TASK BRIEF:
Can you output the material from the line containing "segment --target sign" through the line containing "43 72 L 40 73", both ends included, as a numbered list with blank lines and pictures omitted?

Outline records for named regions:
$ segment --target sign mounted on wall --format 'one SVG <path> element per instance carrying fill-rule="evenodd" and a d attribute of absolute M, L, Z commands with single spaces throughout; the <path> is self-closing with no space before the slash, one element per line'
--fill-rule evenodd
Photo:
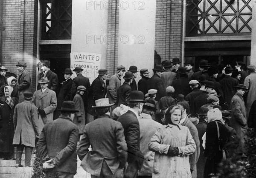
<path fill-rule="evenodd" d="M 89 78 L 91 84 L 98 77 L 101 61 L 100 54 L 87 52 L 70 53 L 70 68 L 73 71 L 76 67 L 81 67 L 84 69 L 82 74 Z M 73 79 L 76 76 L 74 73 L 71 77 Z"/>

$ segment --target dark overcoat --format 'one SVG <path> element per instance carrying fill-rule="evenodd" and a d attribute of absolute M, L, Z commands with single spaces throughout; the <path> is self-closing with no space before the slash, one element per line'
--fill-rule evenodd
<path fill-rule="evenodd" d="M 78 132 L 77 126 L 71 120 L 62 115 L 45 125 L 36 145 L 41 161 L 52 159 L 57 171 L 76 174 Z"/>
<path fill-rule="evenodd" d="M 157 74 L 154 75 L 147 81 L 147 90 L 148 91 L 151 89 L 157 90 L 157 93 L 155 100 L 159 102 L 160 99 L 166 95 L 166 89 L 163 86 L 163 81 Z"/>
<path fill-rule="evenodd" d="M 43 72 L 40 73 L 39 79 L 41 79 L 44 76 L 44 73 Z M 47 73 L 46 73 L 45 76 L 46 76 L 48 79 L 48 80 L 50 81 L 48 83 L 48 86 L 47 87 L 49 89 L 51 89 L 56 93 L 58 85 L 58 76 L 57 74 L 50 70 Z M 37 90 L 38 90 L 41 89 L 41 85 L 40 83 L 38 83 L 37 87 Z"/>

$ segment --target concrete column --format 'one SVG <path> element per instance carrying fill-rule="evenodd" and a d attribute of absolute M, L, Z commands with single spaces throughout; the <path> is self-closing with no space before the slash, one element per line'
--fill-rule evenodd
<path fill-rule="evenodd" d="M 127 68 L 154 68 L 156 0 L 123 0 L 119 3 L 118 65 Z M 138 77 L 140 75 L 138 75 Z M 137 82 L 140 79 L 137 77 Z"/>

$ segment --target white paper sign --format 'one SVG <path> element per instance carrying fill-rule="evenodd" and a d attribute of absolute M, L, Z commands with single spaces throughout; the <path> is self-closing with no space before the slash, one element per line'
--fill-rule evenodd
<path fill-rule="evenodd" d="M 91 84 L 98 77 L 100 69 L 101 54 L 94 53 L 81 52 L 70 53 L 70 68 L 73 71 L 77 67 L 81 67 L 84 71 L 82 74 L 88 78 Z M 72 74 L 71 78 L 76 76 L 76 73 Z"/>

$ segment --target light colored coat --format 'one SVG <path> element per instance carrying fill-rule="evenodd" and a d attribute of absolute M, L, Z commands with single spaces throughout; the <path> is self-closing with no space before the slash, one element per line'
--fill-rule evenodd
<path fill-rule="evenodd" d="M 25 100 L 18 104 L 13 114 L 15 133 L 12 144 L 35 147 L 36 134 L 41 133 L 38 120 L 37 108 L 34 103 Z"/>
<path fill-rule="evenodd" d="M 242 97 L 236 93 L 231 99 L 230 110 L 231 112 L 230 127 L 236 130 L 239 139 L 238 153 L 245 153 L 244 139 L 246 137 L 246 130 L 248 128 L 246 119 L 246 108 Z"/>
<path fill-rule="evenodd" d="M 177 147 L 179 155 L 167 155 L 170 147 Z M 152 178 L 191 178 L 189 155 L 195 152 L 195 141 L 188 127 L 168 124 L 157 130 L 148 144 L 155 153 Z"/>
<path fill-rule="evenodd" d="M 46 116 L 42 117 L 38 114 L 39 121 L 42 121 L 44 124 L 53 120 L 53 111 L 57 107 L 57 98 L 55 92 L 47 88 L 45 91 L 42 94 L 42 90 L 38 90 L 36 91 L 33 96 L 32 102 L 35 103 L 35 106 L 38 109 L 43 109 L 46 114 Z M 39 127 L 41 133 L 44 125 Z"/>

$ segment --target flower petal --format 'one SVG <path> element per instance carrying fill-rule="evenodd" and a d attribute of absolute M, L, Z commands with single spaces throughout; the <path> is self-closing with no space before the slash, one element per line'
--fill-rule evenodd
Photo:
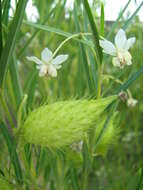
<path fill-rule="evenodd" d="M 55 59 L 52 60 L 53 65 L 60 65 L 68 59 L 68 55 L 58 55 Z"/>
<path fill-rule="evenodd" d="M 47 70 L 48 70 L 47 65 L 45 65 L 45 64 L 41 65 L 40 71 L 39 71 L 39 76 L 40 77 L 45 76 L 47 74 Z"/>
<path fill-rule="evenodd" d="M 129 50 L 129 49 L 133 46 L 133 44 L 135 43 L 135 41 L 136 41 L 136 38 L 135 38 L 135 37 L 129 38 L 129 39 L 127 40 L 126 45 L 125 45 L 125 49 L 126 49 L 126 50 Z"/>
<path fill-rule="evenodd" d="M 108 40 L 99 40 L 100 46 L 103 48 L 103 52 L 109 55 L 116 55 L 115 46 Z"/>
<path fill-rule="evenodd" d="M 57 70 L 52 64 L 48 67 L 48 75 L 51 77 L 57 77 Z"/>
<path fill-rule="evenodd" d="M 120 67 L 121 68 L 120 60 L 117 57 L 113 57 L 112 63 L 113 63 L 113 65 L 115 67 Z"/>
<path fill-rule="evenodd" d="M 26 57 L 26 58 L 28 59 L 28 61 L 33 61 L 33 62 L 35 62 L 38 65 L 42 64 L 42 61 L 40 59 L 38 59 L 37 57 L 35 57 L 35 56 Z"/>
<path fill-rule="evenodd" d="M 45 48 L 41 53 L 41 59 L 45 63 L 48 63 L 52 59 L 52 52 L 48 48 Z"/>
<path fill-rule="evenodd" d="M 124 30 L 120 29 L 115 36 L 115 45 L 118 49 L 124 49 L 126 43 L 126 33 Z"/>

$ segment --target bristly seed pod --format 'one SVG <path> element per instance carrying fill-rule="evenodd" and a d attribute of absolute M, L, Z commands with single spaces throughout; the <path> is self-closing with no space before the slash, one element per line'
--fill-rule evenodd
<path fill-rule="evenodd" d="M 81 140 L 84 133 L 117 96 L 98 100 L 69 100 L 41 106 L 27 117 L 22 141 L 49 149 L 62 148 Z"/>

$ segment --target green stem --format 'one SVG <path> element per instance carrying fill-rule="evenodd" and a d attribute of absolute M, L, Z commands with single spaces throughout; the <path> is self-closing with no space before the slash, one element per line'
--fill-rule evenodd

==

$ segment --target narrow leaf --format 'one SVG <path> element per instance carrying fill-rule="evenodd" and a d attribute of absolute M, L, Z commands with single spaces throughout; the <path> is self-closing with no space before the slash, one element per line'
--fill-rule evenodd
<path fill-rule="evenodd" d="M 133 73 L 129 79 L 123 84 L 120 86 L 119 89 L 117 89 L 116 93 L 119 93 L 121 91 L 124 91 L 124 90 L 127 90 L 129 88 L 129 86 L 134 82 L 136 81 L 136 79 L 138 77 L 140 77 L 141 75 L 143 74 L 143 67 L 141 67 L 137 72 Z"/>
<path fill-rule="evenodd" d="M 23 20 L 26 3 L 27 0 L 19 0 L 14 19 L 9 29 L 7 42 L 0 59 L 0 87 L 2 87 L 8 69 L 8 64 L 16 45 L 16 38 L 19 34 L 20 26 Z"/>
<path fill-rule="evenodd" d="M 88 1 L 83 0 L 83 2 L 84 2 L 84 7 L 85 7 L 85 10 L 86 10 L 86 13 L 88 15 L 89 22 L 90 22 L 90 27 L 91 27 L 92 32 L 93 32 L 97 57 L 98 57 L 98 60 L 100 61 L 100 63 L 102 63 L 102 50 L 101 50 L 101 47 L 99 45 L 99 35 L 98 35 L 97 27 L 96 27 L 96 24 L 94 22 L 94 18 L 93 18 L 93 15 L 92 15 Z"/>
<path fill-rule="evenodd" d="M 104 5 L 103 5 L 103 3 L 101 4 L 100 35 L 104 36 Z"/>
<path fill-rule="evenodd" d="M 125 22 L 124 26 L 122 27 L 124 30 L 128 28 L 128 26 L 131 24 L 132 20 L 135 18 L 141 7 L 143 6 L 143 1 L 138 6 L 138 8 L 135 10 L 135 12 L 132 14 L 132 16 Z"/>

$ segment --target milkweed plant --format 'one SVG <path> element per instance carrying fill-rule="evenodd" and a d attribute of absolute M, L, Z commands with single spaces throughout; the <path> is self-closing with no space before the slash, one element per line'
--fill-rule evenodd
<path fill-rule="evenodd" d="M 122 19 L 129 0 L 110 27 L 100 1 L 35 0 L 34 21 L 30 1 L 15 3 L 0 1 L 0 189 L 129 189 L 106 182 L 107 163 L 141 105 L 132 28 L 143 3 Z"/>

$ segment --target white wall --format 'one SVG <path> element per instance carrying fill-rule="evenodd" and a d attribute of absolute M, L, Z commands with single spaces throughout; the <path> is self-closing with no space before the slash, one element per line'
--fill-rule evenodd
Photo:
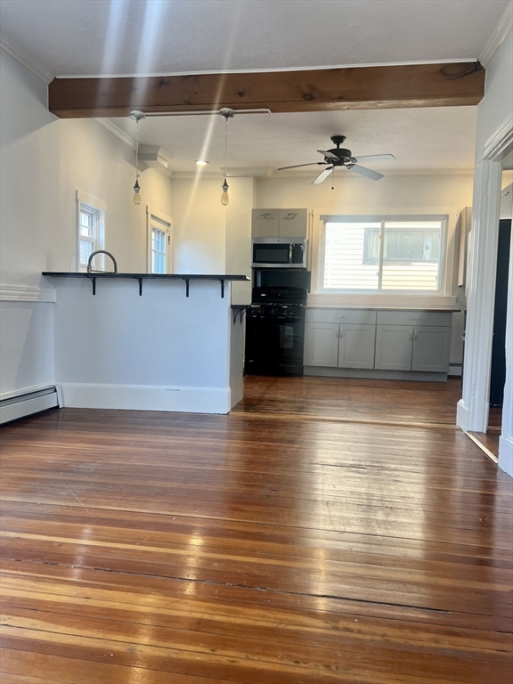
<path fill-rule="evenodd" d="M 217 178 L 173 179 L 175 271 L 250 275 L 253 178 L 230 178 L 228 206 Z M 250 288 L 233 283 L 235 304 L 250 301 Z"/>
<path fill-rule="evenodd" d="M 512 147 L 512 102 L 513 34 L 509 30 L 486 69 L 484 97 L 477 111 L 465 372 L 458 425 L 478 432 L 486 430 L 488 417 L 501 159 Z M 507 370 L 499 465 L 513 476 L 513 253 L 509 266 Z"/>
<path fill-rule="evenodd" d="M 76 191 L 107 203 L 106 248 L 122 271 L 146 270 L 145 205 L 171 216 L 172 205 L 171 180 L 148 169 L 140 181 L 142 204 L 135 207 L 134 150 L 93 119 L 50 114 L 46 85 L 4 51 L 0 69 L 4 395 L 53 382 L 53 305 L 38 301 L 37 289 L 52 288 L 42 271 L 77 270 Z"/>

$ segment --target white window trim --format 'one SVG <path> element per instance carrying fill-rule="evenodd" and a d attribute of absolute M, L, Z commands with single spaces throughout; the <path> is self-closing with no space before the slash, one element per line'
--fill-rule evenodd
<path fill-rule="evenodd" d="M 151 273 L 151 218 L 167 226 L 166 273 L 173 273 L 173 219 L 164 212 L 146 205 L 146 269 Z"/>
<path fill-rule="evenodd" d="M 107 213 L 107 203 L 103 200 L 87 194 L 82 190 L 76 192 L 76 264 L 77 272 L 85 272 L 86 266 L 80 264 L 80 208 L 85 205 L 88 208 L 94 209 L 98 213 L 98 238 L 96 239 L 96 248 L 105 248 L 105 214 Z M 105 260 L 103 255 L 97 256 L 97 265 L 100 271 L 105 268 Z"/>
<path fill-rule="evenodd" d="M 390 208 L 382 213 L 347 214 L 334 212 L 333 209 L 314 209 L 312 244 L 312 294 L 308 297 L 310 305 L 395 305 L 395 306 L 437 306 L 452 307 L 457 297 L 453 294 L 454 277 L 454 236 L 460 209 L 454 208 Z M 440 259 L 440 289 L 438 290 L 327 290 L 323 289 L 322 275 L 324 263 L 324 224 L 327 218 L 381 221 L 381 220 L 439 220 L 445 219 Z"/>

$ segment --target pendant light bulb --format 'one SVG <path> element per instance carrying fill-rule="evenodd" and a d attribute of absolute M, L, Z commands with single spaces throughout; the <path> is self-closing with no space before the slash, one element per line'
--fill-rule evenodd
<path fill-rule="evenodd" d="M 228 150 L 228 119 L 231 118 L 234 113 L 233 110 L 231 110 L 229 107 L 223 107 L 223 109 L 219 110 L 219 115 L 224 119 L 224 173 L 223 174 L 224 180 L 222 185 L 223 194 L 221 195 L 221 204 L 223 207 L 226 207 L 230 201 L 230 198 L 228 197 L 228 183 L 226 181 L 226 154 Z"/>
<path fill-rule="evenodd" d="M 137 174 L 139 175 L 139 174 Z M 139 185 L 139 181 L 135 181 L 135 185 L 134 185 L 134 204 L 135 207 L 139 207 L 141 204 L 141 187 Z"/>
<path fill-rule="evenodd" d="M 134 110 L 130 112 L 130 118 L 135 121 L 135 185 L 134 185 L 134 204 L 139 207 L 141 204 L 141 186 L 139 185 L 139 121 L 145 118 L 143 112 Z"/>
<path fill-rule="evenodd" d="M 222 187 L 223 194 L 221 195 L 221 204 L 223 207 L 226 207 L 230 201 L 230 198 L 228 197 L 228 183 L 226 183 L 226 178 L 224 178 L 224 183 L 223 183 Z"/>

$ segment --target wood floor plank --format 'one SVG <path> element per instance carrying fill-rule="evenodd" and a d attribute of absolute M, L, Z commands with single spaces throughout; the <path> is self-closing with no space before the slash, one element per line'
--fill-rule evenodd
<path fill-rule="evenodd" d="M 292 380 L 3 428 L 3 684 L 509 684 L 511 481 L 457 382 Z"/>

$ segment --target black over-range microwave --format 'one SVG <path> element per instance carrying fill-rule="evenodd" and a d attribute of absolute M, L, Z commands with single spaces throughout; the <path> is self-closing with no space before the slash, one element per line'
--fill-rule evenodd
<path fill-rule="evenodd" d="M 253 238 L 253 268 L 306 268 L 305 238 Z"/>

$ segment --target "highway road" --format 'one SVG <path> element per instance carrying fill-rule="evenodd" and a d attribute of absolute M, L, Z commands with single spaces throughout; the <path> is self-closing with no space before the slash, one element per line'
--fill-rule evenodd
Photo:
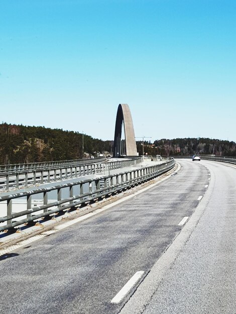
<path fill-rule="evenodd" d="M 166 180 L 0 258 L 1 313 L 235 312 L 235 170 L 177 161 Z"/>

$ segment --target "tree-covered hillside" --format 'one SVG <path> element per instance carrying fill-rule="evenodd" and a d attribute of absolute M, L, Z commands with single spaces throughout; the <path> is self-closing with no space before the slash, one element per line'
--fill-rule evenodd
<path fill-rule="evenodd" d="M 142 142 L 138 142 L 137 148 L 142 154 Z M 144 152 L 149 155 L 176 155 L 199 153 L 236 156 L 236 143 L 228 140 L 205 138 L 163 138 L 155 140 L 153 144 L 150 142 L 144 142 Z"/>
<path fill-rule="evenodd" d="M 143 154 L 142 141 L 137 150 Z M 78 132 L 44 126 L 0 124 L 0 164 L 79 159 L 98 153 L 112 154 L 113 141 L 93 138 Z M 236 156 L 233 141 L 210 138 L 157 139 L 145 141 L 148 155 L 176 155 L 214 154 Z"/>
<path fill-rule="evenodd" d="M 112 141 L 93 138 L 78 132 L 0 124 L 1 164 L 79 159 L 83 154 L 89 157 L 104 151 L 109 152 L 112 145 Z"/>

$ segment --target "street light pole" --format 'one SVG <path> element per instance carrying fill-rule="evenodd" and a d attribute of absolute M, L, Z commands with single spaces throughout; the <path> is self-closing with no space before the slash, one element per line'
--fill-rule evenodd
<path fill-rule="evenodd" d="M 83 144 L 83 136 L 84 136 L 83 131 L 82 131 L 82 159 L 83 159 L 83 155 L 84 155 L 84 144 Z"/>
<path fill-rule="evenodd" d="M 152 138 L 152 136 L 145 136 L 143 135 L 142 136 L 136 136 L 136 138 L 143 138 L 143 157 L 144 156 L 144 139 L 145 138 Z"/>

ANSWER:
1. $ segment --target sign mounted on wall --format 'one SVG <path> element per instance carrying fill-rule="evenodd" and a d attribute of absolute M, L, Z commands with single spaces throughout; the <path> is self-closing with no space before the slash, one element per line'
2. --fill-rule evenodd
3. Photo:
4. <path fill-rule="evenodd" d="M 89 78 L 91 84 L 98 77 L 101 61 L 100 54 L 87 52 L 70 53 L 70 68 L 73 71 L 76 67 L 81 67 L 84 69 L 82 74 Z M 73 79 L 76 76 L 74 73 L 71 77 Z"/>
5. $ segment --target dark overcoat --format 'one SVG <path> element per instance carrying fill-rule="evenodd" and a d attribute of absolute M, L, Z commands with single spaces throughout; the <path> is self-closing with no space before the slash, one element per line'
6. --fill-rule evenodd
7. <path fill-rule="evenodd" d="M 78 132 L 77 126 L 71 120 L 62 115 L 45 125 L 36 145 L 41 161 L 52 159 L 57 171 L 76 174 Z"/>
8. <path fill-rule="evenodd" d="M 157 74 L 154 75 L 147 81 L 147 90 L 148 91 L 151 89 L 157 90 L 157 93 L 155 100 L 159 102 L 160 99 L 166 95 L 166 89 L 163 86 L 163 81 Z"/>
9. <path fill-rule="evenodd" d="M 43 72 L 40 73 L 39 79 L 41 79 L 44 76 L 44 73 Z M 47 73 L 46 73 L 45 76 L 46 76 L 48 79 L 48 80 L 50 81 L 48 83 L 48 86 L 47 87 L 49 89 L 51 89 L 56 93 L 58 85 L 58 76 L 57 74 L 50 70 Z M 37 90 L 38 90 L 41 89 L 41 85 L 40 83 L 38 83 L 37 87 Z"/>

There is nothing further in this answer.